EXERCISE DETAILS: Reproduce exactly, with no other output, every line of the data below from the line containing "If you could pin the v-safe" to the end, inclusive.

* Begin THE INPUT *

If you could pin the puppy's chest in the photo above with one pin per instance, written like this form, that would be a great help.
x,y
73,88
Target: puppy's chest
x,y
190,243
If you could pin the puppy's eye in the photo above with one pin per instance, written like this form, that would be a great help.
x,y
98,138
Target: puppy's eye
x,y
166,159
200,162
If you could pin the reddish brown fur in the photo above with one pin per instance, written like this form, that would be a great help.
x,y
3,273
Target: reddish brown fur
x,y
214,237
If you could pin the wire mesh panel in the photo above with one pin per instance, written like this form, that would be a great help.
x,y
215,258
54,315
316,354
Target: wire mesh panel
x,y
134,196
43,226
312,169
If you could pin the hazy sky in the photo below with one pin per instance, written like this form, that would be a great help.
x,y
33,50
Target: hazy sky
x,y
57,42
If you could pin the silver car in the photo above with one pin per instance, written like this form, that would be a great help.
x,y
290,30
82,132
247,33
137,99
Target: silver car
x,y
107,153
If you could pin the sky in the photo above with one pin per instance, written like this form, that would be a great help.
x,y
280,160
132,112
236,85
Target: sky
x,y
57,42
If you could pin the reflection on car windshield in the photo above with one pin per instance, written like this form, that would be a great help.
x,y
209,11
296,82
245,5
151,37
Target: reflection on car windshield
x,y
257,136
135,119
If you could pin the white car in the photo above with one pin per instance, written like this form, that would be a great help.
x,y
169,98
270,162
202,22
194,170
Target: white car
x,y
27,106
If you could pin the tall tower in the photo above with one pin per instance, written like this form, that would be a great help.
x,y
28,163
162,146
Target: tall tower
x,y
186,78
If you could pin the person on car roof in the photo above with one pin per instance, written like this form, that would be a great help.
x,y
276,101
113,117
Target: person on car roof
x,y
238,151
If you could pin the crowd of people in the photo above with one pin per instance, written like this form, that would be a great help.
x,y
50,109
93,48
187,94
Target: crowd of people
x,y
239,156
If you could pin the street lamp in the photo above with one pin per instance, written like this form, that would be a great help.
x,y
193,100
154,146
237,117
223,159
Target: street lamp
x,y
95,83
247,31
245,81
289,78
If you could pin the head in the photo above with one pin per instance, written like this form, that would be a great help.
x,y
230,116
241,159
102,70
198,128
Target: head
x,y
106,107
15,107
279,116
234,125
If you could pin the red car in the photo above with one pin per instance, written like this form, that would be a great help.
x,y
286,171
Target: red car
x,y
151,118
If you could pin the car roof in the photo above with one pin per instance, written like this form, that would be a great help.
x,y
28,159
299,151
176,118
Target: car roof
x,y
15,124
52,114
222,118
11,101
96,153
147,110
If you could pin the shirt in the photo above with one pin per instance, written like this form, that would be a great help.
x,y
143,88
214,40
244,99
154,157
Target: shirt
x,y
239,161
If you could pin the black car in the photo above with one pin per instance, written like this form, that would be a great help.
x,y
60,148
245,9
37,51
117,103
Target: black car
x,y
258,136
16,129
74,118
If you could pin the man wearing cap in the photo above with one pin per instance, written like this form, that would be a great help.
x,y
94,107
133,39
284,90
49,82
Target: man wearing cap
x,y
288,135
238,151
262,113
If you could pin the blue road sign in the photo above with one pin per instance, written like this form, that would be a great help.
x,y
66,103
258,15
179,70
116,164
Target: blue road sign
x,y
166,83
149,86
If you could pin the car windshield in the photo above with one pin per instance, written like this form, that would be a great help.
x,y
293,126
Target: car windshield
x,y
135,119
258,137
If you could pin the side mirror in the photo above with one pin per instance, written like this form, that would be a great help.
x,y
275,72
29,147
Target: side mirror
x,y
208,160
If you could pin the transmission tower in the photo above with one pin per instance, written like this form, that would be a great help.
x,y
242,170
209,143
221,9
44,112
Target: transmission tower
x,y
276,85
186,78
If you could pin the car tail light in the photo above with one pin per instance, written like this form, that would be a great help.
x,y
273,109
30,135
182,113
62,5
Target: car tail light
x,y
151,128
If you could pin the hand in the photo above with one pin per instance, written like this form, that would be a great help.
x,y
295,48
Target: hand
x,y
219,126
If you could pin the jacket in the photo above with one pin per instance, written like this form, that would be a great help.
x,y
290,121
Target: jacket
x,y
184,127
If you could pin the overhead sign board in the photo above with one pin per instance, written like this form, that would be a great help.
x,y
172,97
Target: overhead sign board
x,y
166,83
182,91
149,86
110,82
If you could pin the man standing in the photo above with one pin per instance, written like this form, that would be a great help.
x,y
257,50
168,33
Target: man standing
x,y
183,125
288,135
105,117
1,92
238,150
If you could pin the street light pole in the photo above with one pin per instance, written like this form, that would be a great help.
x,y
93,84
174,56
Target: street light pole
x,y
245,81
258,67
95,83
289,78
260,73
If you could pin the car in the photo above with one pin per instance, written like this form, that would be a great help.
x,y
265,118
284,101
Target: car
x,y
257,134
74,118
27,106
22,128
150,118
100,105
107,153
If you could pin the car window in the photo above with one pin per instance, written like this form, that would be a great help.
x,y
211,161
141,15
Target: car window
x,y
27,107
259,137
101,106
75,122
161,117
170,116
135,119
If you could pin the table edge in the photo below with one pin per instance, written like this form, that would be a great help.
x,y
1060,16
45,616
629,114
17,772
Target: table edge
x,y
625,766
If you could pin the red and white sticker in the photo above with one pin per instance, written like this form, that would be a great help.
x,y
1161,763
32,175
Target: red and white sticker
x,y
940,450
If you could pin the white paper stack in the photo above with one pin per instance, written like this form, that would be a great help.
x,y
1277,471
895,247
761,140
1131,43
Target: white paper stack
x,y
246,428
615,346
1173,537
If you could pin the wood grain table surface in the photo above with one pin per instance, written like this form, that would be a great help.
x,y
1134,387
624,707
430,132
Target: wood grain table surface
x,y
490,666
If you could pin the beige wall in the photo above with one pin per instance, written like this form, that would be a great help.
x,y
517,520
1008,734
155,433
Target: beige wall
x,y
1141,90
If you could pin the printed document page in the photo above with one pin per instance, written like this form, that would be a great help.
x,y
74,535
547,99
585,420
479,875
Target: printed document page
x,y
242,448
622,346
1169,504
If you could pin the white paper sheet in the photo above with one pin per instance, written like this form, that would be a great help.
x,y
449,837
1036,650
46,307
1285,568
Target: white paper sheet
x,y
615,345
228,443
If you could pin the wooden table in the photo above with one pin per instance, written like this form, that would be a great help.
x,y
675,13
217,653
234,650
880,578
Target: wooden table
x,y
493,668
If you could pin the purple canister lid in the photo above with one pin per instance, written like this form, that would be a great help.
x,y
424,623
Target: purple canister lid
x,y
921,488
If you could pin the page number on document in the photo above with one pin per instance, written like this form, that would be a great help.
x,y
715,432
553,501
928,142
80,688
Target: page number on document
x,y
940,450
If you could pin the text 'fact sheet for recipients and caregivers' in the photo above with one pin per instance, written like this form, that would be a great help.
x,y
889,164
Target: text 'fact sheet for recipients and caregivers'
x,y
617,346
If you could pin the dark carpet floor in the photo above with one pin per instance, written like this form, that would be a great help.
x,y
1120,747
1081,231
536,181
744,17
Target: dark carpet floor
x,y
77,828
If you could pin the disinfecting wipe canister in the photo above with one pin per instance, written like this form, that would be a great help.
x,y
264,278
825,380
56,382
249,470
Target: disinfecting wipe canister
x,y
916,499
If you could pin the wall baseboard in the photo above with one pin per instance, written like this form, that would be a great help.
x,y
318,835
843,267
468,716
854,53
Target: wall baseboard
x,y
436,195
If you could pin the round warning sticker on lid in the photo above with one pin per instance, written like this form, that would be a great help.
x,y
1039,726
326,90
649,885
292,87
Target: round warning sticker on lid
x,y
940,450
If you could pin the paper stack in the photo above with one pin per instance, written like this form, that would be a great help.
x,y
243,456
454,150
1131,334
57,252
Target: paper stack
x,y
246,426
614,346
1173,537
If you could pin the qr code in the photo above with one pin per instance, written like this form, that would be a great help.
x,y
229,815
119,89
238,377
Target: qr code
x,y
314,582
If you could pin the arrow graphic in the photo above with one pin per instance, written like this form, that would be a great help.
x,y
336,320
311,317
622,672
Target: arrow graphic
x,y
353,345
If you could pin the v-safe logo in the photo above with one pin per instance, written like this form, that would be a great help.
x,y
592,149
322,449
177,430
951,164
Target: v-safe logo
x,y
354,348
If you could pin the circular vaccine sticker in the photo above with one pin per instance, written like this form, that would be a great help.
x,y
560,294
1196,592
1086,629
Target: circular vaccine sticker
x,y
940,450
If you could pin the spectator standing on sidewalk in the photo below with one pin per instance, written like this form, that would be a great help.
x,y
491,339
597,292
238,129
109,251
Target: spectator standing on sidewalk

* End THE INPUT *

FINAL ANSWER:
If you could pin the v-safe logo in the photo above with one pin per instance, written like this form, that would be a great help.
x,y
592,149
322,449
177,430
951,164
Target: v-safe logo
x,y
354,348
If you could pin the circular vaccine sticker in the photo above with one pin per instance, written like this form, that would be a great help.
x,y
560,294
1196,592
1086,629
Target: circular vaccine sticker
x,y
940,450
If you could pin the spectator standing on sidewalk in the photo below with one pin per instance, written like this form, that would be a great help.
x,y
491,339
597,292
238,129
109,251
Target: spectator standing on sidewalk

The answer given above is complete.